DOCUMENT EXTRACT ::
========================================================================
Phase 4 Coronavirus Infrastructure Spending To Start At $2 Trillion


Often the only bipartisanship one sees in Washington is embodied in the passage of big-spending infrastructure bills.

With the ink not yet try on the $2 trillion third rescue/stimulus legislative package in response to the Coronavirus crisis (the CARES Act, for “Coronavirus Aid, Relief, and Econnomic Security Act”) President Trump has called for a “VERY BIG & BOLD” $2 trillion infrastructure package in the upcoming “Phase 4’” response to Covid-19.  

House Speaker Nancy Pelosi (D-California) wants the same, and she’ll push the overall spending number higher. Votes could happen as early as April 20.

Both political parties historically show strong mutual inclination toward big-spending stimulus in the form of infrastructure, since there’s always something in it for the folks back home. Phase Four coronavirus spendulus will be no different unless things change fast.

We can say this with confidence because your sense of deja vu isn’t just a feeling. We have been here before.

Remember “shovel ready” back in the 2008 era economic stimulus? That didn’t work out well, but politicians were unable to resist the pressures brought to bear then and now. Mark my words it won’t be long before they’re also talking about an “Infrastructure Bank” (a bank that robs you) again, too.
========================================================================
GIVEN MATERIAL ::
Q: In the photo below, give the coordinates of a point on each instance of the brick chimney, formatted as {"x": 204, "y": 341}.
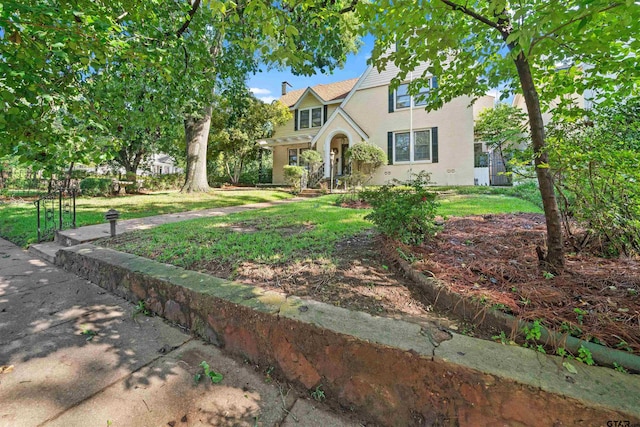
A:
========================================================================
STUDY QUESTIONS ::
1. In the article on Phase 4 infrastructure spending, shorten the paragraph beginning "Both political parties historically" while keeping its main facts.
2. Reproduce the passage of the article on Phase 4 infrastructure spending starting at "Both political parties" and ending at "things change fast.".
3. Extend the article on Phase 4 infrastructure spending, picking up after its final sentence.

ANSWERS PROVIDED ::
1. Both parties have long favored big infrastructure stimulus because it always benefits the folks back home, and Phase Four coronavirus "spendulus" will be no different unless things change fast.

2.
Both political parties historically show strong mutual inclination toward big-spending stimulus in the form of infrastructure, since there’s always something in it for the folks back home. Phase Four coronavirus spendulus will be no different unless things change fast.

3.
Senate Majority Leader Mitch McConnell (R-Kentucky) proclaimed before Phase Three that “Anything that doesn’t address that pandemic … should not be considered,” but such resistance quickly fades. The second coronavirus package, the Families First Coronavirus Response Act, had already signed off on some of the progressives’ sick leave and family leave mandates on employers at the very time they could least afford new costs.

There’s still a chance for what next juggernauts America’s way to be made more sensible. We can liberalize infrastructure and the regulation of it rather than just spend government money on it.

It is absolutely true that America needs to create and expand “infrastructure wealth; we need that just as we need financial wealth, real estate wealth, manufacturing and service wealth, technology wealth and health-care wealth.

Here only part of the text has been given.